## Entries provided
***

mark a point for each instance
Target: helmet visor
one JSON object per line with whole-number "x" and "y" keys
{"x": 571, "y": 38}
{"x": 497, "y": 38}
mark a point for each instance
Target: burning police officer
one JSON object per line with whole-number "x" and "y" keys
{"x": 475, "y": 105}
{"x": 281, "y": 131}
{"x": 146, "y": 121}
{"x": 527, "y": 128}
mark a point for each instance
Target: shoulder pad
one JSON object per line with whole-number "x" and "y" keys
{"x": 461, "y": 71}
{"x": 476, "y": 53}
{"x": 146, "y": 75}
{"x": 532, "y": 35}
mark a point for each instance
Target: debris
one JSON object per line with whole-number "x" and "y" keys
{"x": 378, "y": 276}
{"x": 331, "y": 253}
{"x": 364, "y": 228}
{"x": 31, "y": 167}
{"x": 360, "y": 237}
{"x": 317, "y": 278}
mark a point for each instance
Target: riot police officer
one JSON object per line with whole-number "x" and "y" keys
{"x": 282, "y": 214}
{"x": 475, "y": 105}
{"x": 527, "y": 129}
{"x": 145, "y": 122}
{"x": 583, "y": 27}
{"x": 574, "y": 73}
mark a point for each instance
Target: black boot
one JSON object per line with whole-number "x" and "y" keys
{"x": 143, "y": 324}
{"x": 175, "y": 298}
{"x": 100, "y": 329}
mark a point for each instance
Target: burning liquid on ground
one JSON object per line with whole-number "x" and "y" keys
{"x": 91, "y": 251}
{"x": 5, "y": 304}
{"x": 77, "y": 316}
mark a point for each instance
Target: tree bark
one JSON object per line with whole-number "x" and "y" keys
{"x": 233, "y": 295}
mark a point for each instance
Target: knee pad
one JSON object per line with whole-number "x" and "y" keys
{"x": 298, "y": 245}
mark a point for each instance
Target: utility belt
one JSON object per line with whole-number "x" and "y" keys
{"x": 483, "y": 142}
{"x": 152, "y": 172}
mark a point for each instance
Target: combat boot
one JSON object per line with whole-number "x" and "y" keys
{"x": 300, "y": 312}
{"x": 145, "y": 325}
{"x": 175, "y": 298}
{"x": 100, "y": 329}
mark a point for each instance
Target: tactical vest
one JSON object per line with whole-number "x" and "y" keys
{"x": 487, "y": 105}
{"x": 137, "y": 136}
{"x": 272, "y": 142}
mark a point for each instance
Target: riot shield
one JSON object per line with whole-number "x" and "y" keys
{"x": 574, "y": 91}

***

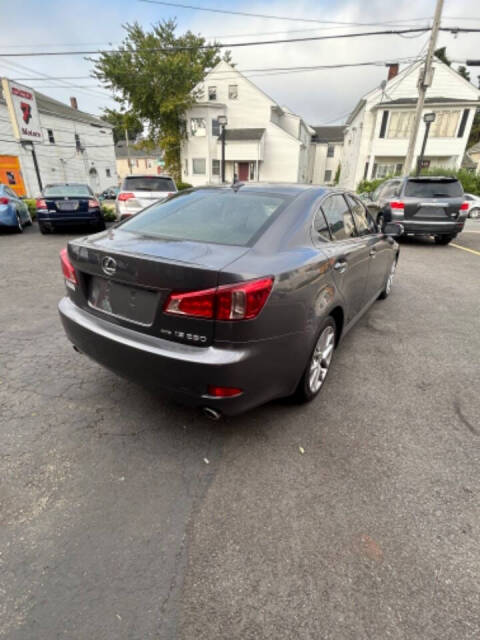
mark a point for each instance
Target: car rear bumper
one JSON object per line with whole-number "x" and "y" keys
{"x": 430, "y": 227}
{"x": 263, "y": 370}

***

## Set task
Report, in full, each line of the listing above that contains the string "officer". The match is case-sensitive.

## Reply to the task
Target: burning police officer
Target: riot police officer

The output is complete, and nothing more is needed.